═══ EXTRACT TO READ

When we refer to 'equitable treatment' we mean 'fair treatment' in the specific circumstances of a proposal. 

In the context of inevitable insolvency, the critical measure will be assessing what each financial stakeholder would be expected to receive in the event of insolvency. You should consider whether the proposal is treating each party proportionally, relative to that insolvency outcome.

To do this, you should assess what is happening to each party as a result of the transaction.

You should assess the following for each stakeholder, and then compare the proposal with what is being considered for each of the others.

  • What are they entitled to (their existing rights) and how those rights arise, for example the circumstances surrounding the build-up of inter-company creditor balances or the taking of security in support of lending.
  • What they are obliged to do (their duties and obligations) and what is asked of them. 
  • What treatment is proposed for them.

══════

== REQUIRED TASK 1 ==
Which lines of the rows contain the string "saint"? Copy each such line, treating case as significant.
The rows below have no connection to the text on equitable treatment.

═══ DATA TO USE

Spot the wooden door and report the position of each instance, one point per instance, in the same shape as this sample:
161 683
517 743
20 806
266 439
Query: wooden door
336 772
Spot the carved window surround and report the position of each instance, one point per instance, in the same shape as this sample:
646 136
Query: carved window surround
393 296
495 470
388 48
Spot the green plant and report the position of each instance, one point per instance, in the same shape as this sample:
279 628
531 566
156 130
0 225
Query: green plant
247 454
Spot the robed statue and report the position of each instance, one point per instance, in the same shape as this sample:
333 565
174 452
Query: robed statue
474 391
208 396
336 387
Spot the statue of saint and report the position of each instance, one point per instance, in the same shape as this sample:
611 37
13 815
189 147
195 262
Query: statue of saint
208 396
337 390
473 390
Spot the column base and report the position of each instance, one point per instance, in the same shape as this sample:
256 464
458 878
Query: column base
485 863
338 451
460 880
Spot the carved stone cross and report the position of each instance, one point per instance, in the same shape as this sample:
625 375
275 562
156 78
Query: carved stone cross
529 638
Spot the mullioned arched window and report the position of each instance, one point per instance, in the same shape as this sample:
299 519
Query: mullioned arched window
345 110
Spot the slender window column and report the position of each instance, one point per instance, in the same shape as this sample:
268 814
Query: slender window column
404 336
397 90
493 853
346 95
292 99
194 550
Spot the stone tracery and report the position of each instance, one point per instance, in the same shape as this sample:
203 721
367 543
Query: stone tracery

══════

== REQUIRED TASK 2 ==
Could you reproduce the text on equitable treatment word for word, in full?

== PROBLEM SOLUTION 1 ==
Spot the statue of saint and report the position of each instance, one point per instance, in the same shape as this sample:
Query: statue of saint

== PROBLEM SOLUTION 2 ==
When we refer to 'equitable treatment' we mean 'fair treatment' in the specific circumstances of a proposal. 

In the context of inevitable insolvency, the critical measure will be assessing what each financial stakeholder would be expected to receive in the event of insolvency. You should consider whether the proposal is treating each party proportionally, relative to that insolvency outcome.

To do this, you should assess what is happening to each party as a result of the transaction.

You should assess the following for each stakeholder, and then compare the proposal with what is being considered for each of the others.

  • What are they entitled to (their existing rights) and how those rights arise, for example the circumstances surrounding the build-up of inter-company creditor balances or the taking of security in support of lending.
  • What they are obliged to do (their duties and obligations) and what is asked of them. 
  • What treatment is proposed for them.